To be done → Turn the part of the data that opens with the line containing "Mark a point on each instance of the black trim" and closes with the line containing "[(137, 82)]" into a numbered list, with blank lines left out. Include both of those lines and nothing outside them.

[START OF Data to process]

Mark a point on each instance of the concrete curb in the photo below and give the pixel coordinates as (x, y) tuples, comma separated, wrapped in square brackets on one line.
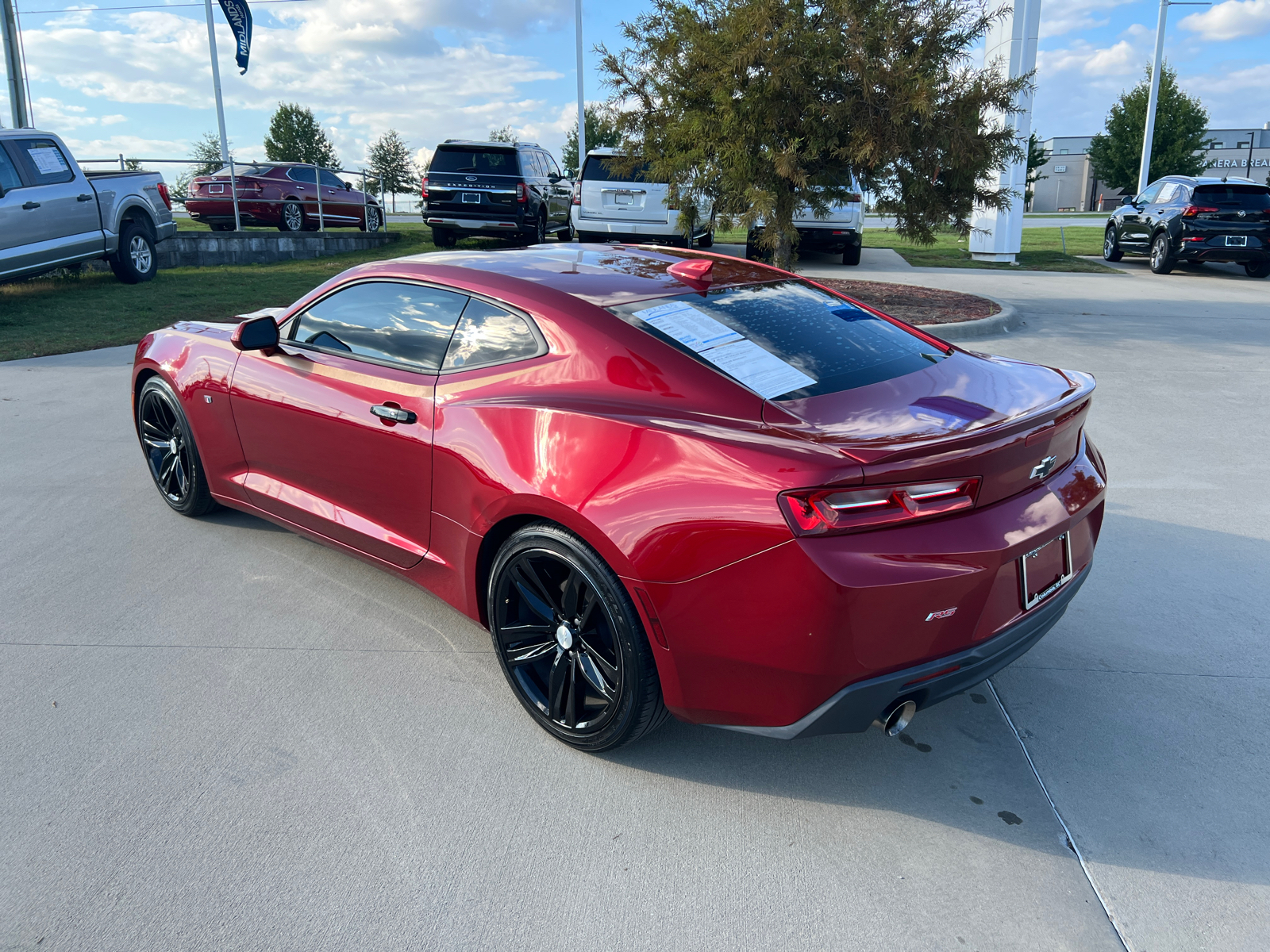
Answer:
[(1006, 321)]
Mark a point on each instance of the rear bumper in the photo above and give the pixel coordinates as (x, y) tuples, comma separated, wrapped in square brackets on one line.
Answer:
[(854, 708)]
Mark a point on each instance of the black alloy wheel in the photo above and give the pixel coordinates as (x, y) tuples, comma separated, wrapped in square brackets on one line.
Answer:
[(1111, 247), (1161, 255), (171, 452), (571, 641), (291, 217)]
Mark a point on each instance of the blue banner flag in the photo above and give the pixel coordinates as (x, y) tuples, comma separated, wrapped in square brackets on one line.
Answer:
[(239, 17)]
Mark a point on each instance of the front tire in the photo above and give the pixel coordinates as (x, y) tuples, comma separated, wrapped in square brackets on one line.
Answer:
[(1161, 254), (571, 643), (137, 260), (1111, 251), (171, 452)]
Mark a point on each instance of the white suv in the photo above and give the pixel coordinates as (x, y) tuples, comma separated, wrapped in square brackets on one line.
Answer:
[(611, 207), (841, 230)]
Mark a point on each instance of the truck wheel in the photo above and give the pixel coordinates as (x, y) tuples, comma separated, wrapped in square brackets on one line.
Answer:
[(292, 217), (135, 260)]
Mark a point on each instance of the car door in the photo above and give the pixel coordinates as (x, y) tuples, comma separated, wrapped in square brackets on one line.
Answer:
[(337, 423), (61, 221)]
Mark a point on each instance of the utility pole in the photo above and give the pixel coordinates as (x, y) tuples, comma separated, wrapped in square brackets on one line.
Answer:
[(216, 82), (13, 65), (1145, 168), (582, 102)]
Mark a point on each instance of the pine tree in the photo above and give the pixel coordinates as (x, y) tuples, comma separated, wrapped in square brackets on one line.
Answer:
[(296, 136), (772, 105), (1176, 145), (601, 131), (393, 168)]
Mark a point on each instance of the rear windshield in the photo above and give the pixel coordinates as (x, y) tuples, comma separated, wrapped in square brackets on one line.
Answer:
[(1248, 197), (597, 171), (784, 340), (480, 162)]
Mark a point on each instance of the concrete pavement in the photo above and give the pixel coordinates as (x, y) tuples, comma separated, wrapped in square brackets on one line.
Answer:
[(258, 742)]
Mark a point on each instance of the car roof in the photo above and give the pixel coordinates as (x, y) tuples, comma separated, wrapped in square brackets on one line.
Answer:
[(600, 274)]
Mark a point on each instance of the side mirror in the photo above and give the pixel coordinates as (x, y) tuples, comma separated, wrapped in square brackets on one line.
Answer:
[(260, 334)]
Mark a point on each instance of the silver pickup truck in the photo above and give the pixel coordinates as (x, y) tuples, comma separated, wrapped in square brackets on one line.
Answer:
[(54, 215)]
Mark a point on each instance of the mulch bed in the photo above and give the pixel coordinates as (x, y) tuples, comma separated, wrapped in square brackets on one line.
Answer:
[(914, 304)]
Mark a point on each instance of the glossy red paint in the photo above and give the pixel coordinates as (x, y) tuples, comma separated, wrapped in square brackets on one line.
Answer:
[(668, 470)]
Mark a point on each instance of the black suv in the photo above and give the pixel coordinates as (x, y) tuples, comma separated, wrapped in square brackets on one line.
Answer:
[(514, 190), (1184, 220)]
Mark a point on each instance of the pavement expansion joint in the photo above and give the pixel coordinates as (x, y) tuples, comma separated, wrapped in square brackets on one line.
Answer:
[(1071, 839)]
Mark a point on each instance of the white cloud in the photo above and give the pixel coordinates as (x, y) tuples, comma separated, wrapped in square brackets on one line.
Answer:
[(1232, 19)]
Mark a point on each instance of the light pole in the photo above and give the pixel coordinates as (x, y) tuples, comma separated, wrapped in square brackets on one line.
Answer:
[(582, 103), (1145, 168)]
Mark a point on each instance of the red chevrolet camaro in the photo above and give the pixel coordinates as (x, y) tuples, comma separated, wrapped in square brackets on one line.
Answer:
[(666, 482)]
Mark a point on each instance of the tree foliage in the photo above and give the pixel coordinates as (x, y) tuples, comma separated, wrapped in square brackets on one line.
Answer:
[(601, 131), (772, 105), (1176, 145), (296, 136)]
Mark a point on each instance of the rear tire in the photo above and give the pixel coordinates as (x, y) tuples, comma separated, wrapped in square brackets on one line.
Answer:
[(1111, 247), (137, 260), (1161, 254), (591, 685)]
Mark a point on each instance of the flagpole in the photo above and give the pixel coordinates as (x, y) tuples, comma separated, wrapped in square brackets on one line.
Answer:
[(216, 83)]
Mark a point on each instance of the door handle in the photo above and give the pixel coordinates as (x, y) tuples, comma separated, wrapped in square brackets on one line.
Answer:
[(394, 413)]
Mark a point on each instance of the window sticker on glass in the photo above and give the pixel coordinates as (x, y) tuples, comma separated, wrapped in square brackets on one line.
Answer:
[(690, 327), (762, 372), (48, 160)]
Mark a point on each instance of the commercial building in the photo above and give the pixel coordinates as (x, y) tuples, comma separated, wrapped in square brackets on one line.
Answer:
[(1070, 184)]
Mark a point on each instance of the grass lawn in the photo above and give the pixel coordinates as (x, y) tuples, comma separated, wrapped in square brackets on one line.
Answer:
[(56, 315)]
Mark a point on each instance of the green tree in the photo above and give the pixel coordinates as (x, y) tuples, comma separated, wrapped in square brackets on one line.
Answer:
[(1037, 158), (601, 131), (775, 103), (296, 136), (1176, 146), (391, 165)]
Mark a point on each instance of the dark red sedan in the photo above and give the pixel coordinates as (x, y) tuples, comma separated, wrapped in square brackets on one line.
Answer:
[(287, 196), (667, 482)]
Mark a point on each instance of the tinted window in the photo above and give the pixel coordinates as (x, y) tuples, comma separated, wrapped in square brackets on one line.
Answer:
[(46, 165), (784, 340), (1246, 197), (488, 334), (385, 321), (480, 162), (8, 173), (597, 171)]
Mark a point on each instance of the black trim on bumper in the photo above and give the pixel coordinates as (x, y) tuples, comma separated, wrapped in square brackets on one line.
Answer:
[(854, 708)]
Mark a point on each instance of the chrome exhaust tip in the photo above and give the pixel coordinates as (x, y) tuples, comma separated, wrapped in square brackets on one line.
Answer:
[(897, 717)]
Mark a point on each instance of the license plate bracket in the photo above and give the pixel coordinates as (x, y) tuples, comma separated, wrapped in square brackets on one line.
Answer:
[(1045, 570)]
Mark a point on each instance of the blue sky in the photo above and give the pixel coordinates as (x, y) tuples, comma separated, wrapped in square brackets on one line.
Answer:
[(137, 82)]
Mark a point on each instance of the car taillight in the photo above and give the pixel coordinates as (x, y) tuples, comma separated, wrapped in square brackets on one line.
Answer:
[(829, 512)]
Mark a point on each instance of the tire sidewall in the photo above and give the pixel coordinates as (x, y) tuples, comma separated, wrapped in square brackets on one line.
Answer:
[(628, 631)]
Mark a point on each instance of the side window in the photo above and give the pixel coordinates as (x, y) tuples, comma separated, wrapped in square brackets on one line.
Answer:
[(46, 165), (383, 321), (488, 334), (8, 173)]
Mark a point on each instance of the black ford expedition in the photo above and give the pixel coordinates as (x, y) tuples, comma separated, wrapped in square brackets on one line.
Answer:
[(512, 190), (1184, 220)]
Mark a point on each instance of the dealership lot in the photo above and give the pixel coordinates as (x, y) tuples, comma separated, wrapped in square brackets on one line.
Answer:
[(216, 733)]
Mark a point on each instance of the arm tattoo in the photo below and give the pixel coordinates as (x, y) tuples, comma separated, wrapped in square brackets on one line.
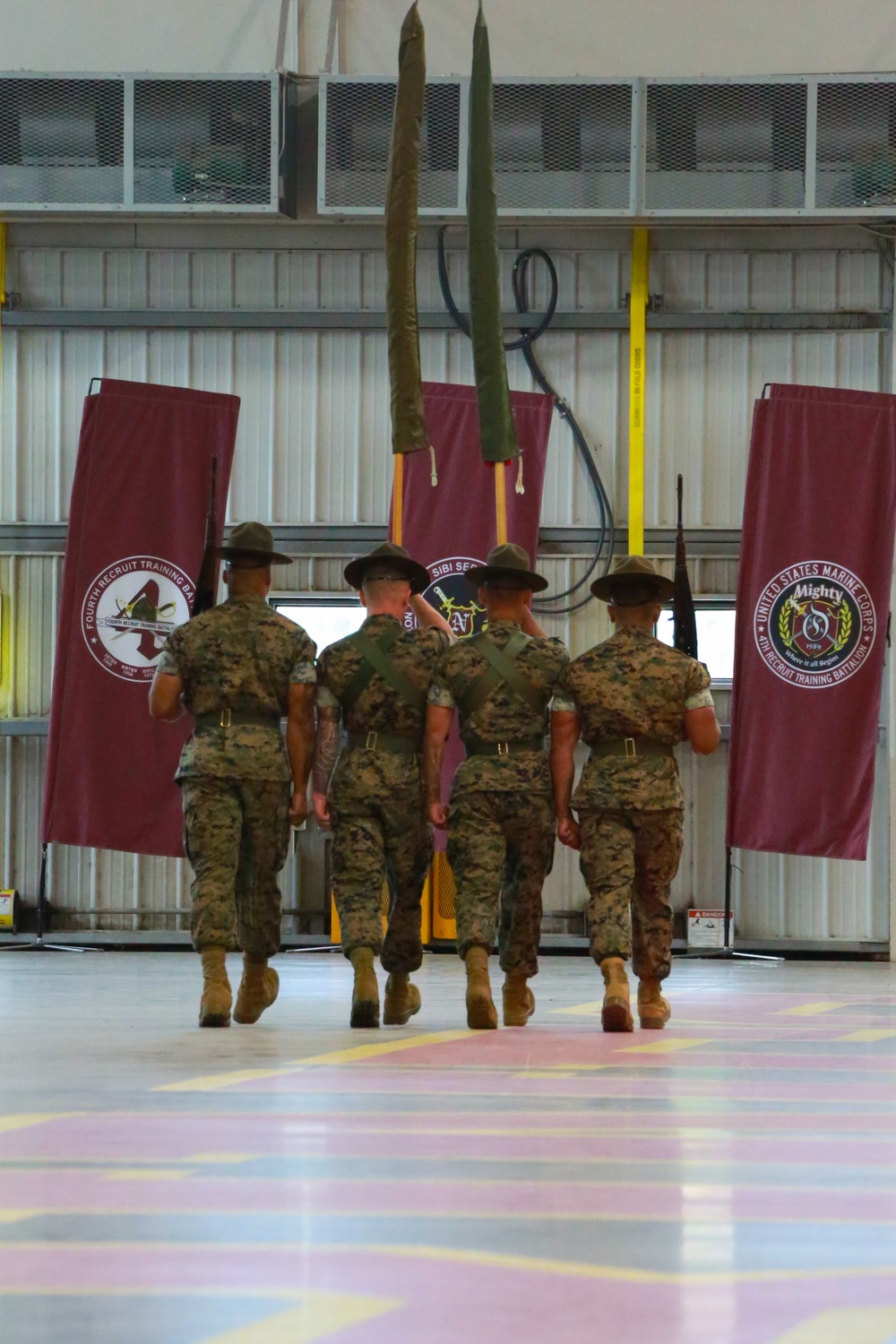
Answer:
[(325, 750)]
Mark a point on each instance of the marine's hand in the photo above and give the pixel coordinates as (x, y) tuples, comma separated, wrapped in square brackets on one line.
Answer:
[(322, 811), (568, 832), (297, 809), (438, 814)]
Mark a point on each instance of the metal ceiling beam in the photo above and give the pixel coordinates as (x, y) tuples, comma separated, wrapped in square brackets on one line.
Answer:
[(244, 319), (322, 539)]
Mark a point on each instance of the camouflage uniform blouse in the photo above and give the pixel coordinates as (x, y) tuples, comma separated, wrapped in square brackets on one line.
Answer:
[(632, 685), (379, 707), (241, 655), (504, 717)]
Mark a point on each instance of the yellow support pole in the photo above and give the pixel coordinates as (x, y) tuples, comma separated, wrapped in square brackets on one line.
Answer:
[(500, 502), (398, 499), (637, 376)]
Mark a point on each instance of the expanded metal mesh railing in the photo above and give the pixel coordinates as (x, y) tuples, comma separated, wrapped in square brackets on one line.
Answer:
[(145, 142), (771, 147)]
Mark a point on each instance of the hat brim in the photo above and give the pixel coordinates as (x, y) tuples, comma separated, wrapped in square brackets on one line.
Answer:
[(479, 574), (664, 588), (237, 553), (416, 574)]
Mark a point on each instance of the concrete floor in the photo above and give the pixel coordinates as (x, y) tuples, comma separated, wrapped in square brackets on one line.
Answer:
[(729, 1180)]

[END OF Data to process]

Answer to this task →
1. Mark a point on each instance of the black trim on bumper in the photo above and give the pixel coordinates as (x, y) tuples, comma separated, wrapped in square brackets on one line.
2. Answer:
3. [(854, 708)]
4. Mark a point on each instance of the chrome exhaust tip in the photo above and give the pixel coordinates as (x, y) tuples, comma separated, wrapped in square brackets on one line.
5. Answer:
6. [(897, 717)]
7. Mark a point on each instance of the license plate bracket in the photo above and give the pixel coordinates as (x, y) tuples, comma separated, wrapped in square brackets on one line.
8. Answer:
9. [(1045, 570)]
10. Mark a point on each instance of the blue sky in the photo above and give the pixel coordinates as (x, y) tuples, comma separated, wrapped in square brackets on one line.
11. Answer:
12. [(137, 82)]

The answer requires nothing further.